Filzvorwurf gegen FDP-Vize

1. Juli 2019, Jimmy Sauter
Die Idylle trübt: Um Renovierungsarbeiten im Freudental wird heftig gestritten. © Peter Pfister

Ein Streit um Umbauarbeiten eskaliert, es kommt zu Klagen vor Gericht. Mittendrin: die Vizepräsidentin der FDP Stadt, die auf wundersame Weise unbeschadet davonkommt.

Er hat seinen Traum verwirklicht. Ein kleiner Bauernhof im Grünen, Schafe, Truthähne, Hasen, Schweine, Wald drum herum. Einen Begegnungsort für Familien mit Kindern wolle er schaffen, sagt Thomas Disch.

Disch, 52 Jahre alt, ist vor dreieinhalb Jahren aus Zürich nach Schaffhausen gezogen. Kürzlich hat er als erster Mann die Bäuerinnenschule abgeschlossen. Nun will er im Schaffhauser Freudental einen möglichst autarken Ökohof aufbauen. Erworben hat er das Land und einen Teil des Hauses (Stockwerkeigentum) im April 2016 für rund eine Million Franken.

Mit der Tochter der früheren Besitzerin, die gleichzeitig ein Architektur- und Bauberatungsbüro bzw. eine Generalunternehmung führt, sind laut Disch Umbau- und Renovierungsarbeiten im Umfang von 100 000 Franken vereinbart worden – per Handschlag. Schriftliche Verträge seien nie abgeschlossen worden.

Damit begann die Geschichte eines grossen Streits, der die Gerichte noch heute beschäftigt. Und eine Geschichte, die beim Zürcher Thomas Disch Zweifel säte, ob hier in Schaffhausen alles mit rechten Dingen zu- und hergeht. Disch glaubt, dass er Opfer eines Schaffhauser Komplotts wurde.

Teurer als geplant
Die Bauarbeiten seien mehr als doppelt so teuer geworden als ursprünglich vereinbart, erzählt Thomas Disch im Gespräch mit der AZ. Dies sei ihm aber erst mitgeteilt worden, als ihm die Rechnungen zugeschickt wurden. «Hätte ich gewusst, dass es so viel teurer wird, hätte ich mich dagegen gewehrt, dass die Arbeiten ausgeführt werden. Ich habe der Generalunternehmerin immer gesagt: ‹Wenn das im Budget drin ist, dann machen wir es.›»

Einen Teil der zusätzlichen Kosten hat Disch nachträglich trotzdem bezahlt, das belegen die Akten, die der AZ vorliegen. «Aber nochmals 100 000 Franken zusätzlich, das konnte ich nicht bezahlen.»

Ein Teil der Rechnungen blieb unbezahlt, mindestens fünf Schaffhauser Handwerkerbuden schauten in die Röhre. Die betroffenen Firmen liessen das aber nicht einfach so auf sich sitzen und verklagten den 52-jährigen Zürcher. Total knapp 60 000 Franken forderten sie ein.

Klagen werden abgewiesen
Die Klage der ersten Firma gegen Thomas Disch wurde im August 2018 vom Kantonsgericht abgelehnt, die Klagen von zwei weiteren Handwerkerbuden sind im letzten Dezember mit deutlichen Worten des Gerichts sogar regelrecht abgeschmettert worden. Und Anfang dieses Monats blieb schliesslich auch eine vierte Klage erfolglos.

=== Arbeitsauftrag ===
Gib aus dem Artikel zum Filzvorwurf den Abschnitt von „Mit der Tochter“ bis einschließlich „Schaffhauser Komplotts wurde.“ erneut wieder und tausche dabei „Handschlag“ gegen „E-Mail“ aus.

=== Ausgangsmaterial ===
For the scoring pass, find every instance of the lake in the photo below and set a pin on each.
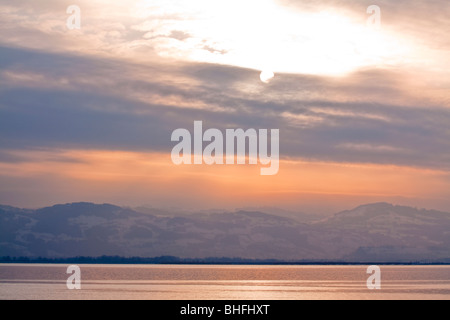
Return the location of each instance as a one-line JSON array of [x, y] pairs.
[[205, 282]]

=== Musterlösung ===
Mit der Tochter der früheren Besitzerin, die gleichzeitig ein Architektur- und Bauberatungsbüro bzw. eine Generalunternehmung führt, sind laut Disch Umbau- und Renovierungsarbeiten im Umfang von 100 000 Franken vereinbart worden – per E-Mail. Schriftliche Verträge seien nie abgeschlossen worden.

Damit begann die Geschichte eines grossen Streits, der die Gerichte noch heute beschäftigt. Und eine Geschichte, die beim Zürcher Thomas Disch Zweifel säte, ob hier in Schaffhausen alles mit rechten Dingen zu- und hergeht. Disch glaubt, dass er Opfer eines Schaffhauser Komplotts wurde.